Please copy out all of the entries below word for word, leaving out the pictures.
--- begin Listed records ---
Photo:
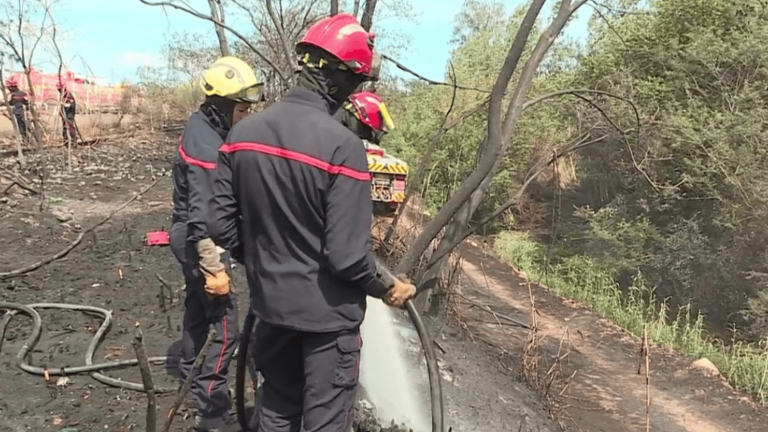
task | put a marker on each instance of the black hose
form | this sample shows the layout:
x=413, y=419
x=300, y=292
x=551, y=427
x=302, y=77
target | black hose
x=34, y=337
x=433, y=370
x=242, y=361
--- end Listed records ---
» Completed exercise:
Photo:
task | put a marker on each instance of the black hose
form | this sample shows the layout:
x=413, y=419
x=300, y=292
x=551, y=427
x=302, y=77
target | black hose
x=34, y=337
x=433, y=370
x=242, y=361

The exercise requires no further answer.